The data
++++++++

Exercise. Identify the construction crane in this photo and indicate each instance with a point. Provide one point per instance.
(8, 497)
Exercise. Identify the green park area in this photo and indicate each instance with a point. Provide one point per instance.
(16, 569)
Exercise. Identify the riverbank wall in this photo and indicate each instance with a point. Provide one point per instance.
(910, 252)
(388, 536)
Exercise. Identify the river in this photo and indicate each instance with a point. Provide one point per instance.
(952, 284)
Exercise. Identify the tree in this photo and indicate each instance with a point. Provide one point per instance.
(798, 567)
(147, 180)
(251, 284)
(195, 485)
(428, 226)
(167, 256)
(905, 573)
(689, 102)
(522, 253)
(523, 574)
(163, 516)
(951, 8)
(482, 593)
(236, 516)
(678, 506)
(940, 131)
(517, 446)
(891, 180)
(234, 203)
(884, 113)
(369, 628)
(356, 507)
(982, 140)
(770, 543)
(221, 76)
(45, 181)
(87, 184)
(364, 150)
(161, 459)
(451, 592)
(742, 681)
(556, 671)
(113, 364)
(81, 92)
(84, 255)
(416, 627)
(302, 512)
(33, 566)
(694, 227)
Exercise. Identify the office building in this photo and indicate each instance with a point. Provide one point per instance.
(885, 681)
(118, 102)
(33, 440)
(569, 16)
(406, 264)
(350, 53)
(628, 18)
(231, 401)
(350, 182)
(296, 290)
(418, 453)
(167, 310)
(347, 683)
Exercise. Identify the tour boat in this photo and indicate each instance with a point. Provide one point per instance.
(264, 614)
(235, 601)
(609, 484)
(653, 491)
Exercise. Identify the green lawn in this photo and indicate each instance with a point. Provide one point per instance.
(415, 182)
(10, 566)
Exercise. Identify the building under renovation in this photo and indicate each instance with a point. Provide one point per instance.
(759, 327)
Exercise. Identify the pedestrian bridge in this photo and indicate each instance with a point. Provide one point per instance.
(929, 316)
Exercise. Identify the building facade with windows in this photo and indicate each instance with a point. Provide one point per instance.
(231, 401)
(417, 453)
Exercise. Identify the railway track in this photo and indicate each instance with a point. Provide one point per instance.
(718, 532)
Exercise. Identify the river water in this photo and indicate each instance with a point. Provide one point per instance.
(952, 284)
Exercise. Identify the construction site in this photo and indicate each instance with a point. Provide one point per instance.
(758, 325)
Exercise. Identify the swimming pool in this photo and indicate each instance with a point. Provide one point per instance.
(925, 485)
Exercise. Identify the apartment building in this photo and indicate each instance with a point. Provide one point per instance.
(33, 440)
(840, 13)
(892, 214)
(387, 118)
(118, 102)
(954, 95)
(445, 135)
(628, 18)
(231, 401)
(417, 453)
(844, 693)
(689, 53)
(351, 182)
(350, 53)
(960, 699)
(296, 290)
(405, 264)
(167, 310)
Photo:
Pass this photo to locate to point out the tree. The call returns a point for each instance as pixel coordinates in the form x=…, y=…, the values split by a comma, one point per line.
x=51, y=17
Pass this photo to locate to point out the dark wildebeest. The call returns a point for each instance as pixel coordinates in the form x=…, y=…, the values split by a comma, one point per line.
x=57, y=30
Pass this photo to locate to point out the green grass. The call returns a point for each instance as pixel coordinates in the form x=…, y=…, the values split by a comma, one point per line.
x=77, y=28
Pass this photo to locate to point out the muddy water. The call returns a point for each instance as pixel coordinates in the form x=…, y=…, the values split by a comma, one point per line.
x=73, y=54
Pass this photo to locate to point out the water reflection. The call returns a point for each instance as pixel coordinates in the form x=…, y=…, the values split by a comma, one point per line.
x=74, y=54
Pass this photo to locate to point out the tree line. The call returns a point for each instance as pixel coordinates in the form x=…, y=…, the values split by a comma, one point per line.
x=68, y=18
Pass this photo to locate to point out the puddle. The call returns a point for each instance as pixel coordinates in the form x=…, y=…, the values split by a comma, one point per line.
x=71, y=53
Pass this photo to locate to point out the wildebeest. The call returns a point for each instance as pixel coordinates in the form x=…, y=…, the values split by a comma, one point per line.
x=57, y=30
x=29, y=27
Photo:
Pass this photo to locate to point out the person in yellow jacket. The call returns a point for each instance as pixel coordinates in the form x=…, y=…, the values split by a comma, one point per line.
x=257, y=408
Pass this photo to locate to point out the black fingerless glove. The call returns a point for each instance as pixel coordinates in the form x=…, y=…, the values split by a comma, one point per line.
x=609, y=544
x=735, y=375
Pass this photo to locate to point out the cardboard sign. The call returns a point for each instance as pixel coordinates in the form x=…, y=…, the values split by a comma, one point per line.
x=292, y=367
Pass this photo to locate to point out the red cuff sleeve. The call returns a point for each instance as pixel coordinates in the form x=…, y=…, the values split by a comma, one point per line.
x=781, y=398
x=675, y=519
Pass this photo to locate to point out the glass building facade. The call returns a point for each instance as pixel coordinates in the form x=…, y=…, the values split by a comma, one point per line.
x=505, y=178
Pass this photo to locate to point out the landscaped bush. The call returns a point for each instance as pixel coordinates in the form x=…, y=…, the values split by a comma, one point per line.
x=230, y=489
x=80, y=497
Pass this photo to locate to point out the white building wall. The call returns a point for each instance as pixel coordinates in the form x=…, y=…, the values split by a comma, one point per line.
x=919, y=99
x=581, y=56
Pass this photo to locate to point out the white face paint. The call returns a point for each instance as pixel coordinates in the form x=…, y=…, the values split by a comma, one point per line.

++++++++

Instructions to follow
A faithful, word-for-word transcription of the data above is required.

Response to this exercise
Exercise. Identify the construction crane in this photo and indicate each instance with a point. Provide one point per instance.
(8, 497)
Exercise. Identify the green park area in this photo and indicate each instance with a point. Provide one point per instance.
(16, 569)
Exercise. Identify the riverbank wall in this photo and indicate each instance with a point. Provide one point per instance.
(910, 252)
(388, 536)
Exercise. Identify the river in this photo and indicate each instance with a point. Provide one point per instance.
(952, 284)
Exercise. Identify the tree in this photo and indicate each instance with a point. Provide one point per instance.
(798, 567)
(147, 180)
(251, 284)
(195, 485)
(428, 226)
(167, 256)
(905, 573)
(689, 102)
(522, 253)
(523, 574)
(163, 516)
(951, 8)
(482, 593)
(236, 516)
(678, 506)
(940, 131)
(517, 446)
(891, 180)
(234, 203)
(884, 113)
(369, 628)
(356, 507)
(982, 140)
(770, 543)
(221, 76)
(45, 181)
(87, 184)
(364, 150)
(161, 459)
(451, 592)
(742, 681)
(556, 671)
(113, 364)
(81, 92)
(84, 255)
(416, 627)
(302, 512)
(33, 566)
(694, 227)
Exercise. Identify the office building in this photo and indicate each instance with a point. Provide one point per instance.
(885, 681)
(118, 102)
(33, 440)
(569, 16)
(406, 264)
(350, 53)
(628, 18)
(231, 401)
(350, 182)
(296, 290)
(418, 453)
(167, 310)
(347, 683)
Exercise. Identify the tour boat in this photo and indicate each instance with a point. Provide one point per instance.
(264, 614)
(235, 601)
(609, 484)
(653, 491)
Exercise. Identify the green lawn in this photo and indicate each instance with a point. Provide one point per instance.
(415, 182)
(10, 566)
Exercise. Identify the building under renovation in this photo and indicate each instance with a point. Provide one point per instance.
(759, 327)
Exercise. Identify the pedestrian bridge in this photo and indicate each instance with a point. Provide one point per instance.
(929, 316)
Exercise. Identify the building facade with windows in this photo and indicate each instance with a point. Provide one point per instance.
(231, 401)
(417, 453)
Exercise. Identify the railway track in this photo and indicate each instance with a point. Provide one point per instance.
(718, 532)
Exercise. Identify the river water in this photo and indicate each instance with a point. Provide one point per instance.
(952, 284)
Exercise. Identify the construction site in this photo and indicate each instance with a point. Provide one point per instance.
(758, 325)
Exercise. Identify the swimming pool in this photo and indicate each instance with a point. Provide one point per instance.
(925, 485)
Exercise. Identify the apartment building in this photo and indicate each instance with a point. Provide one point per instance.
(33, 440)
(840, 13)
(892, 214)
(387, 118)
(118, 102)
(954, 95)
(445, 135)
(628, 18)
(231, 401)
(417, 453)
(844, 693)
(689, 53)
(351, 182)
(350, 53)
(960, 699)
(296, 290)
(405, 264)
(167, 310)
Photo:
Pass this photo to locate to point out the tree. The call returns a point for each instance as pixel coordinates in the form x=…, y=…, the values split by a comma, one point per line.
x=51, y=17
Pass this photo to locate to point out the dark wildebeest. The call returns a point for each instance as pixel coordinates in the form x=…, y=…, the values split by a comma, one point per line.
x=57, y=30
Pass this photo to locate to point out the green grass. The call returns a point for each instance as pixel coordinates in the form x=…, y=…, the values split by a comma, one point per line.
x=77, y=28
Pass this photo to locate to point out the muddy water. The call returns a point for each instance as pixel coordinates in the form x=…, y=…, the values split by a comma, one point per line.
x=73, y=54
Pass this photo to locate to point out the water reflection. The call returns a point for each instance as pixel coordinates in the form x=…, y=…, the values split by a comma, one point per line.
x=74, y=54
Pass this photo to locate to point out the tree line. The call returns a point for each instance as pixel coordinates in the form x=…, y=…, the values split by a comma, one point per line.
x=68, y=18
Pass this photo to locate to point out the puddle. The call returns a point for each instance as pixel coordinates in the form x=…, y=…, the values split by a comma, one point per line.
x=71, y=53
Pass this photo to locate to point out the wildebeest. The call returns a point for each instance as pixel coordinates in the form x=…, y=…, the values split by a comma, one point per line.
x=57, y=30
x=29, y=27
Photo:
Pass this photo to locate to point out the person in yellow jacket. The call returns a point for each instance as pixel coordinates in the form x=…, y=…, the values split by a comma, one point per line.
x=257, y=408
Pass this photo to locate to point out the black fingerless glove. The call returns a point for each instance as pixel coordinates in the form x=…, y=…, the values split by a comma, one point per line.
x=609, y=544
x=735, y=375
Pass this photo to locate to point out the cardboard sign. The call returns a point for each instance as pixel coordinates in the form x=…, y=…, the values split by a comma, one point per line.
x=292, y=367
Pass this photo to locate to point out the red cuff sleeve. The call returns a point for each instance as pixel coordinates in the form x=…, y=…, the values split by a comma, one point per line.
x=781, y=398
x=675, y=519
Pass this photo to locate to point out the glass building facade. The call returns a point for each instance as pixel coordinates in the form x=…, y=…, the values split by a comma, one point per line.
x=505, y=178
Pass this photo to locate to point out the landscaped bush. The call returns a point for each instance as pixel coordinates in the form x=…, y=…, the values split by a comma, one point per line.
x=230, y=489
x=80, y=497
Pass this photo to locate to point out the white building wall. The call returns a point for each instance as pixel coordinates in the form x=…, y=…, the values split by a comma, one point per line.
x=919, y=99
x=581, y=56
Pass this photo to locate to point out the white face paint. The call returns a point for each instance as pixel coordinates in the form x=…, y=…, the values split by a comma, one point per line.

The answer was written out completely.